**DOCUMENT SECTION:**
____

Skip to content

ryanfrancesconi/spfk-tempo

Repository files navigation

SPFKTempo

A Swift package for detecting the tempo (BPM) of audio files using multi-band spectral flux analysis, FFT-based autocorrelation, and harmonic template matching. Built on the Accelerate framework with AVFoundation for audio decoding.

Supports any audio format readable by Core Audio and provides both a high-level async API with progress reporting and a low-level streaming API for real-time ingestion.

Usage

Detecting tempo from a file

import SPFKTempo

let bpm = try await BpmAnalysis(url: audioFileURL).process()
print("Detected: \(bpm)")  // "Detected: Bpm(120)"

Handling short files

Files shorter than 7.5 seconds (half the default minimumDuration of 15) are automatically looped in-memory to provide enough material for stable detection:

// Explicit minimum duration — loops the file if shorter than half this value
let bpm = try await BpmAnalysis(url: shortFileURL, options: .init(minimumDuration: 20)).process()

// Disable looping
let bpm = try await BpmAnalysis(url: audioFileURL, options: .init(minimumDuration: nil)).process()

Early exit with consensus voting

By default, processing stops as soon as 3 consistent periodic estimates agree (±1 BPM). Override matchesRequired or tolerance for stricter or looser consensus:

let options = BpmAnalysisOptions(
    matchesRequired: 5,         // require more agreement before stopping
    tolerance: 2.0,             // ±2 BPM counts as a match
    detection: .init(
        quality: .accurate,     // 75% window overlap
        bpmRange: 60 ... 200    // constrain search range
    )
)

let bpm = try await BpmAnalysis(url: audioFileURL, options: options).process()

// Process the entire file without early exit
let options = BpmAnalysisOptions(matchesRequired: nil)
let bpm = try await BpmAnalysis(url: audioFileURL, options: options).process()

Progress reporting and cancellation

let analysis = try BpmAnalysis(
    url: audioFileURL,
    options: .init(detection: .init(quality: .fast))
) { event in
    print("Progress: \(event.progress)")
}

let task = Task {
    try await analysis.process()

____

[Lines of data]

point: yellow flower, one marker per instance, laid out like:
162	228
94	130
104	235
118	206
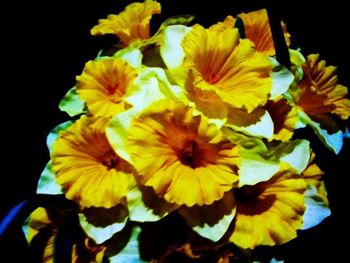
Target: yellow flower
131	24
172	149
284	118
41	231
270	212
87	167
225	67
320	92
257	29
103	85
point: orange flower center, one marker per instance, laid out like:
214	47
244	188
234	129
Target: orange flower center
188	155
110	160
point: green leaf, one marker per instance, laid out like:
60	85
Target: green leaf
316	208
282	78
145	206
294	153
254	168
51	138
262	128
211	221
177	20
131	251
333	142
132	55
72	104
47	182
151	85
101	233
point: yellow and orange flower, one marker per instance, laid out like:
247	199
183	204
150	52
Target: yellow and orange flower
270	212
39	225
131	24
320	92
227	67
87	167
173	149
103	85
257	29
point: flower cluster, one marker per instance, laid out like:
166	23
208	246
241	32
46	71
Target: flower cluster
183	142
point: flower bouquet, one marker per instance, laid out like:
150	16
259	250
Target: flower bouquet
183	144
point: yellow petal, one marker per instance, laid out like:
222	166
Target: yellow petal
131	24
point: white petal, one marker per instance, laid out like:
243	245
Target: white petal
171	49
100	234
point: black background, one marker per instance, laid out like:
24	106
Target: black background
45	44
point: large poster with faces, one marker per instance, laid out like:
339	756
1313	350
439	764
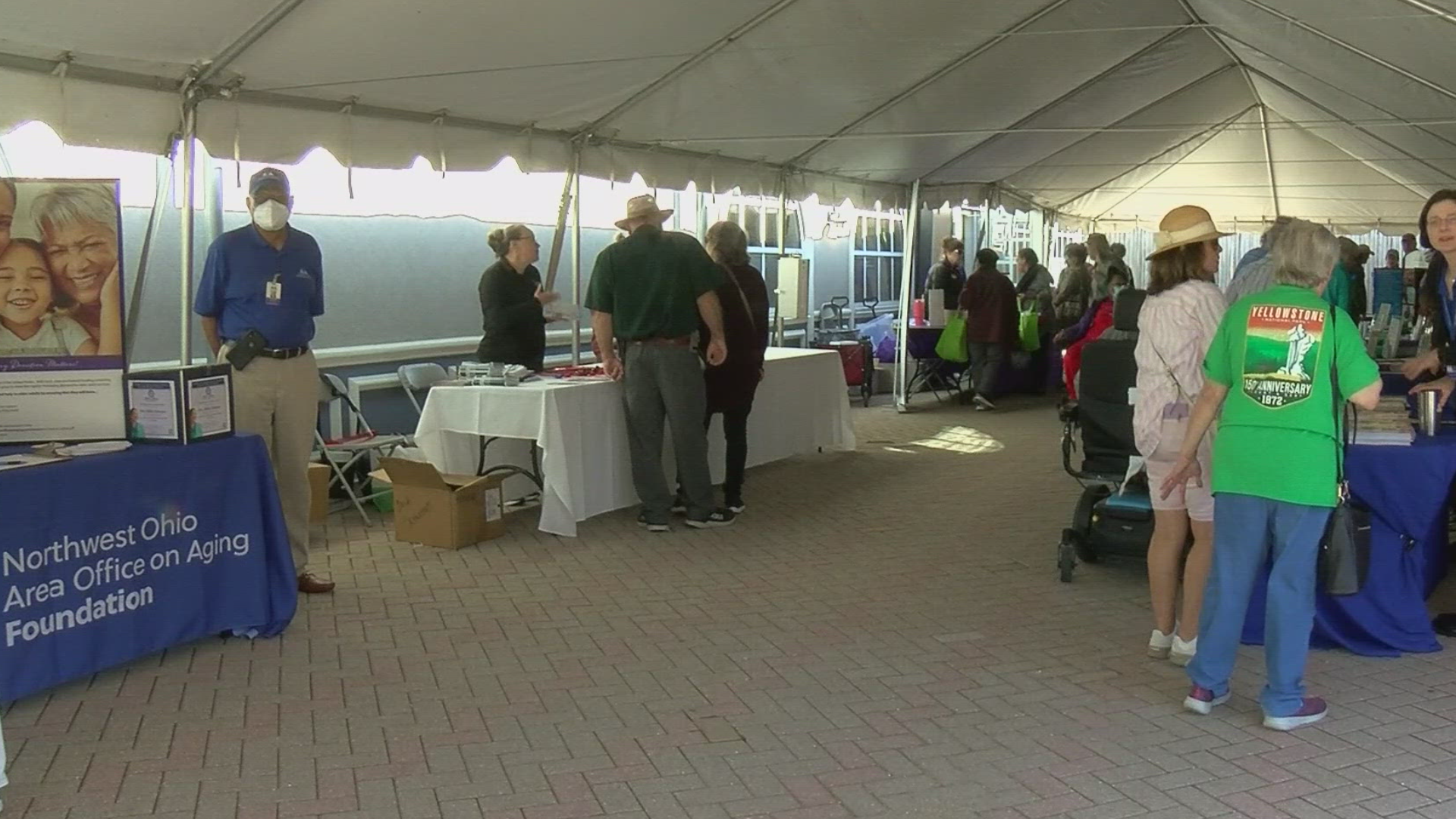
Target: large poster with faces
61	357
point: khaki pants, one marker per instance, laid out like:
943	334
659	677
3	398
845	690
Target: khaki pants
278	400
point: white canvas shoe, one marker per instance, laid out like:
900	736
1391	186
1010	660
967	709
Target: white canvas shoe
1181	653
1159	645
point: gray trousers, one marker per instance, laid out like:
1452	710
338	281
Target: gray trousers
986	360
664	384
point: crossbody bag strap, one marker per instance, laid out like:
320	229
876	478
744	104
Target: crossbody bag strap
1337	404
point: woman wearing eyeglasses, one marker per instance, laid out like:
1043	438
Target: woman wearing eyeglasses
513	305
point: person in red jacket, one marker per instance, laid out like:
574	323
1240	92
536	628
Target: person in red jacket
1092	325
992	324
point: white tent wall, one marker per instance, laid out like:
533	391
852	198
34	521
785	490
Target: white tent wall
1043	99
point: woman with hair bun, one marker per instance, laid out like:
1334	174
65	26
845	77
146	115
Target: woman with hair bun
513	302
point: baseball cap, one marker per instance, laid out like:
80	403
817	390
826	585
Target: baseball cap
268	177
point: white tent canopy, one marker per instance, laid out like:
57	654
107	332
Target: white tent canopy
1098	110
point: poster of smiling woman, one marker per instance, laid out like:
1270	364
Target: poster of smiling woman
61	359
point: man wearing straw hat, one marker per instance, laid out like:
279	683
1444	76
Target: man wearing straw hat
645	297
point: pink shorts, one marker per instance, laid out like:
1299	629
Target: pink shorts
1191	497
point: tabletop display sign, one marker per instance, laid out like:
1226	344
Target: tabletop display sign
180	406
61	356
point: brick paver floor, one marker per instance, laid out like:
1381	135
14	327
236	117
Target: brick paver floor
884	634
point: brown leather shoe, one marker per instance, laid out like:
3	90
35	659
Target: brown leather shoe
310	585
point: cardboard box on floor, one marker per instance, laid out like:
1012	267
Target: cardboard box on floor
318	493
443	510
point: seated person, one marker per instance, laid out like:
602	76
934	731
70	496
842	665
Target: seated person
1092	325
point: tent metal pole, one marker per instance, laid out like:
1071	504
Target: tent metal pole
249	37
576	259
560	238
1269	158
906	278
783	251
1332	39
137	279
1060	99
188	218
929	79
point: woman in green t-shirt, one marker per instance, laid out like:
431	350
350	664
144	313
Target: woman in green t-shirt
1272	373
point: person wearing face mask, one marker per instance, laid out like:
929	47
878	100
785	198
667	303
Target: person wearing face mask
264	286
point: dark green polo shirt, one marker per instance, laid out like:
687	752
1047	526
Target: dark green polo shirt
650	283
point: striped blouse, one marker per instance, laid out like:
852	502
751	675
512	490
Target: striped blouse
1175	328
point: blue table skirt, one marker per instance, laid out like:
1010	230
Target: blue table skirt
111	557
1408	490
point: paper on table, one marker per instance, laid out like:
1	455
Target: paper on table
27	460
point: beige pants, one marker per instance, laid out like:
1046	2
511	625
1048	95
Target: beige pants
278	400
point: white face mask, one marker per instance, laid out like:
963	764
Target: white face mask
271	215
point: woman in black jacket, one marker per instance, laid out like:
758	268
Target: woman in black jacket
513	302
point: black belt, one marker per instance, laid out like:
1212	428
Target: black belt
284	353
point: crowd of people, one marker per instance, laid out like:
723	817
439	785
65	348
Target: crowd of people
1235	414
682	325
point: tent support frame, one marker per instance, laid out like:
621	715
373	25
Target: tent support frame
246	41
906	278
1269	156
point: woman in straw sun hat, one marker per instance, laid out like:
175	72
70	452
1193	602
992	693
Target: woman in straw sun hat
1270	379
1177	324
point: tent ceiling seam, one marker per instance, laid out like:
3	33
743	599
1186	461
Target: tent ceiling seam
1334	39
1207	133
1139	112
1370	165
1206	136
248	38
1059	101
929	79
1388	112
1367	162
209	93
677	72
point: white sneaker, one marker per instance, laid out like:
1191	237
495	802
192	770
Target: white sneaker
1181	653
1159	645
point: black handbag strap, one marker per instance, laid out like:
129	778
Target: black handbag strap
1337	406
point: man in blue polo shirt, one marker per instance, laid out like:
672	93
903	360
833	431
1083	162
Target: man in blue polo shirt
261	289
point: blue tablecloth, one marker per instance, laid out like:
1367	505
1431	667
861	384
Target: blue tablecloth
1408	490
111	557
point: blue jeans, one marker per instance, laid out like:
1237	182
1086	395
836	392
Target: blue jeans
1247	534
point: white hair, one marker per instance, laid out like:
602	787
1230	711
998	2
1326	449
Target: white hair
66	206
1304	254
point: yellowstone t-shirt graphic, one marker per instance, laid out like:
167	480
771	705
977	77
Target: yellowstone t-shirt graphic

____

**PROBLEMS AND TASKS:**
**a.** Sum up the SPFKTempo page in two sentences.
**b.** According to the SPFKTempo page, below what length are files automatically looped in memory by default?
**c.** Turn the paragraph of the SPFKTempo page that begins "By default, processing stops" into a short bulleted list.
The data has no connection to the text.

**ANSWERS TO EACH TASK:**
**a.** SPFKTempo is a Swift package that detects the tempo (BPM) of audio files using multi-band spectral flux analysis, FFT-based autocorrelation, and harmonic template matching, built on the Accelerate framework with AVFoundation for audio decoding. It supports any audio format Core Audio can read and offers both a high-level async API with progress reporting and a low-level streaming API for real-time ingestion.

**b.** Files shorter than 7.5 seconds.

**c.**
- Processing stops once 3 consistent periodic estimates agree.
- Estimates count as agreeing within ±1 BPM.
- You can override matchesRequired or tolerance for stricter or looser consensus.